What is required:
The response must consist of all the entries, duplicated without alteration.

Provided data:
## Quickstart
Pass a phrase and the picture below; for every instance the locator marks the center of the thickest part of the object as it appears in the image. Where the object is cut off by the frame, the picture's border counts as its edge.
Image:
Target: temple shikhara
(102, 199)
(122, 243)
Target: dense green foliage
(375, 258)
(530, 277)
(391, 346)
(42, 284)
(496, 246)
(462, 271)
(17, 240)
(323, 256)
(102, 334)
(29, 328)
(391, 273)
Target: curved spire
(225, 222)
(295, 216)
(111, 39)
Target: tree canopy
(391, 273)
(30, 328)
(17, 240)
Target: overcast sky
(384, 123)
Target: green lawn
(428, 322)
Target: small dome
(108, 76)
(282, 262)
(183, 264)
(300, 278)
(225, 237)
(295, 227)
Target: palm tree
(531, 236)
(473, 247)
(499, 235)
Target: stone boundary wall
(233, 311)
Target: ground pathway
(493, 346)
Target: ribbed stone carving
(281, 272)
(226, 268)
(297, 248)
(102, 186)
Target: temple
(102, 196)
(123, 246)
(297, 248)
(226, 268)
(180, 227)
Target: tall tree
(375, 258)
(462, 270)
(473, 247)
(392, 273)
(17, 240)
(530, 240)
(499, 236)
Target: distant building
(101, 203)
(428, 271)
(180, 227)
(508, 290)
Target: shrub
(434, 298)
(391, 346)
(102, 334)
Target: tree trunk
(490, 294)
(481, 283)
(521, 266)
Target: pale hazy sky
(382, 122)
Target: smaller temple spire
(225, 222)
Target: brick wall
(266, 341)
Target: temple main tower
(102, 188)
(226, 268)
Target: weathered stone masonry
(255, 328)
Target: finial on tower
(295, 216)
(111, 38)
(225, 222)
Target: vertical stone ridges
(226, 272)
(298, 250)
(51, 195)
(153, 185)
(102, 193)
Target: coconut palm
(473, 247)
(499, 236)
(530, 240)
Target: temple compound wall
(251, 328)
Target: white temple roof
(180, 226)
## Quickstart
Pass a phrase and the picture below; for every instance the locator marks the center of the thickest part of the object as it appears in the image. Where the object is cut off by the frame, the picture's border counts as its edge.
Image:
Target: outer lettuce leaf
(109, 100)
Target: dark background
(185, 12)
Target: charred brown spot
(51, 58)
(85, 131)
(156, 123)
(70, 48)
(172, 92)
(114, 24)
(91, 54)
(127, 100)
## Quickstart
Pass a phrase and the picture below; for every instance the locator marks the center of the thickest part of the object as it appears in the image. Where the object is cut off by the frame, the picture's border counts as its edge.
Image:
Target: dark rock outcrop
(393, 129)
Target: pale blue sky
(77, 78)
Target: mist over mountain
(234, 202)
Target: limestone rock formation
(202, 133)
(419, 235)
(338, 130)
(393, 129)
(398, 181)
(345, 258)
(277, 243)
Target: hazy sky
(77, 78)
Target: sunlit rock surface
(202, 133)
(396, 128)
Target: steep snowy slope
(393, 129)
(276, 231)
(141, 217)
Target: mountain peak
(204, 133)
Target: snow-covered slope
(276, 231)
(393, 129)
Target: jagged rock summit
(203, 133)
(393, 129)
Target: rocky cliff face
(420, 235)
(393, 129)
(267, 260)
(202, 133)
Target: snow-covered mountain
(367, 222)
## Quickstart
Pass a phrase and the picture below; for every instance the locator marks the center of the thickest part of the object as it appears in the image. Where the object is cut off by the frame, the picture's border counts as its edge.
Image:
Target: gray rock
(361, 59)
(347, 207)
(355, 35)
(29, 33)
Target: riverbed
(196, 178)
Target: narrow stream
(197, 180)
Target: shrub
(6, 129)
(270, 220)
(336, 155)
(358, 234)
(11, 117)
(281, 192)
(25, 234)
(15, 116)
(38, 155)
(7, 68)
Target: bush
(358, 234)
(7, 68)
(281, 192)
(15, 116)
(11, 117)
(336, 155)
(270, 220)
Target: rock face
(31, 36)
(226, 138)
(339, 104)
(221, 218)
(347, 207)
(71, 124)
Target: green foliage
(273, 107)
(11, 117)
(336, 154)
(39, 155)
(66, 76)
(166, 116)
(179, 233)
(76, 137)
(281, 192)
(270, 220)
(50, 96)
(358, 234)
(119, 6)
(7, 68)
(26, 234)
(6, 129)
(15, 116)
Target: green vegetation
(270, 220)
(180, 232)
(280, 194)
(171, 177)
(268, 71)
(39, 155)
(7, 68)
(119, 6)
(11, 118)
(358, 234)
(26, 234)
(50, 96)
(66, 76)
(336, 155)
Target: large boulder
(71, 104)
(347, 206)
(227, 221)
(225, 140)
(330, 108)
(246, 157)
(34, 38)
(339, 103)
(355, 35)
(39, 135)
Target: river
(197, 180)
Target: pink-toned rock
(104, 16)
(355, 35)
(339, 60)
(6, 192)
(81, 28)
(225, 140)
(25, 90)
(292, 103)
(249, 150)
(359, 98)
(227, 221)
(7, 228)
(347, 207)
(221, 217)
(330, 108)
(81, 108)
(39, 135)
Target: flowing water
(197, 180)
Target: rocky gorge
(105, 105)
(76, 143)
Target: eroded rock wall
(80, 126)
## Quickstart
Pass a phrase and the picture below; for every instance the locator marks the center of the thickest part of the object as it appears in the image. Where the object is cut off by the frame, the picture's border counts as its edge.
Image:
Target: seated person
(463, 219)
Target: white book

Written solution:
## Quickstart
Pass a phrase and the picture below; for every instance the locator marks the center of the thickest part of the object as it appears in the image. Where the object is cut off by the frame, the picture's border counts as its edge.
Image:
Target: temple shikhara
(102, 199)
(122, 243)
Target: dense green foliage
(375, 258)
(530, 277)
(391, 346)
(42, 284)
(496, 246)
(462, 271)
(17, 240)
(323, 256)
(102, 334)
(29, 328)
(391, 273)
Target: curved spire
(225, 222)
(295, 216)
(111, 39)
Target: tree canopy
(391, 273)
(30, 328)
(17, 240)
Target: overcast sky
(384, 123)
Target: green lawn
(428, 322)
Target: small dome
(108, 76)
(282, 262)
(183, 264)
(300, 278)
(225, 237)
(295, 227)
Target: palm tree
(531, 236)
(473, 247)
(499, 235)
Target: stone boundary wall
(233, 311)
Target: ground pathway
(493, 346)
Target: ribbed stone carving
(281, 272)
(226, 268)
(297, 248)
(102, 186)
Target: temple
(102, 196)
(123, 246)
(297, 248)
(226, 268)
(180, 227)
Target: tall tree
(375, 258)
(462, 270)
(473, 247)
(392, 273)
(17, 240)
(530, 240)
(499, 236)
Target: distant building
(101, 203)
(428, 271)
(180, 227)
(508, 290)
Target: shrub
(434, 298)
(391, 346)
(102, 334)
Target: tree trunk
(490, 294)
(481, 283)
(521, 266)
Target: pale hazy sky
(382, 122)
Target: smaller temple spire
(225, 222)
Target: brick wall
(266, 341)
Target: temple main tower
(102, 188)
(226, 268)
Target: weathered stone masonry
(255, 328)
Target: finial on tower
(295, 216)
(111, 38)
(225, 222)
Target: vertical stone ridges
(226, 272)
(298, 250)
(51, 195)
(153, 185)
(102, 193)
Target: coconut palm
(473, 247)
(499, 236)
(530, 240)
Target: temple compound wall
(251, 328)
Target: white temple roof
(180, 226)
## Quickstart
Pass a phrase and the picture below; for every instance the locator marks the center of the thickest part of the object as it appears in the image. Where the object is cut off by the frame, the picture's border counts as its edge.
Image:
Target: outer lettuce leaf
(109, 100)
Target: dark background
(185, 12)
Target: charred brown spot
(51, 58)
(85, 131)
(156, 123)
(70, 48)
(172, 92)
(114, 24)
(91, 54)
(127, 100)
## Quickstart
Pass a phrase and the picture below; for every instance the locator marks the center of the thickest part of the object as it appears in the image. Where the object is cut off by the frame, the picture's border counts as its edge.
Image:
Target: dark rock outcrop
(393, 129)
Target: pale blue sky
(77, 78)
Target: mist over mountain
(234, 202)
Target: limestone rock formation
(202, 133)
(419, 235)
(338, 130)
(393, 129)
(398, 181)
(345, 258)
(277, 243)
Target: hazy sky
(77, 78)
Target: sunlit rock surface
(202, 133)
(396, 128)
Target: steep snowy slope
(393, 129)
(276, 231)
(141, 217)
Target: mountain peak
(204, 133)
Target: snow-covered slope
(276, 231)
(393, 129)
Target: jagged rock summit
(203, 133)
(393, 129)
Target: rocky cliff face
(420, 235)
(393, 129)
(267, 260)
(202, 133)
Target: snow-covered mountain
(367, 222)
## Quickstart
Pass a phrase and the picture below; for every instance the locator marks the center of the thickest part of the object as it appears in the image. Where the object is cut off by the frame, the picture's border counts as its edge.
Image:
Target: gray rock
(361, 59)
(347, 207)
(355, 35)
(29, 33)
Target: riverbed
(196, 178)
Target: narrow stream
(197, 180)
Target: shrub
(6, 129)
(270, 220)
(336, 155)
(358, 234)
(11, 117)
(281, 192)
(25, 234)
(15, 116)
(38, 155)
(7, 68)
Target: bush
(358, 234)
(7, 68)
(281, 192)
(15, 116)
(11, 117)
(336, 155)
(270, 220)
Target: rock face
(31, 36)
(226, 138)
(339, 104)
(221, 218)
(347, 207)
(71, 124)
Target: green foliage
(273, 107)
(11, 117)
(336, 154)
(39, 155)
(66, 76)
(166, 116)
(179, 233)
(76, 137)
(281, 192)
(270, 220)
(50, 96)
(358, 234)
(119, 6)
(7, 68)
(26, 234)
(6, 129)
(15, 116)
Target: green vegetation
(270, 220)
(180, 232)
(280, 194)
(171, 177)
(268, 71)
(39, 155)
(7, 68)
(119, 6)
(11, 118)
(358, 234)
(26, 234)
(50, 96)
(66, 76)
(336, 155)
Target: large boulder
(71, 104)
(347, 206)
(227, 221)
(225, 140)
(330, 108)
(246, 157)
(34, 38)
(339, 103)
(355, 35)
(39, 135)
Target: river
(197, 180)
Target: pink-toned rock
(104, 16)
(355, 35)
(339, 60)
(6, 192)
(81, 28)
(225, 140)
(25, 90)
(292, 103)
(249, 150)
(359, 98)
(227, 221)
(7, 228)
(347, 207)
(221, 217)
(330, 108)
(81, 108)
(39, 135)
Target: flowing water
(197, 180)
Target: rocky gorge
(105, 105)
(76, 143)
Target: eroded rock wall
(80, 126)
## Quickstart
Pass a phrase and the picture below; for every instance the locator marks the center of the thickest part of the object as it appears in the image. Where the object is cut off by the frame, the picture's border counts as its edge.
Image:
Target: seated person
(463, 219)
Target: white book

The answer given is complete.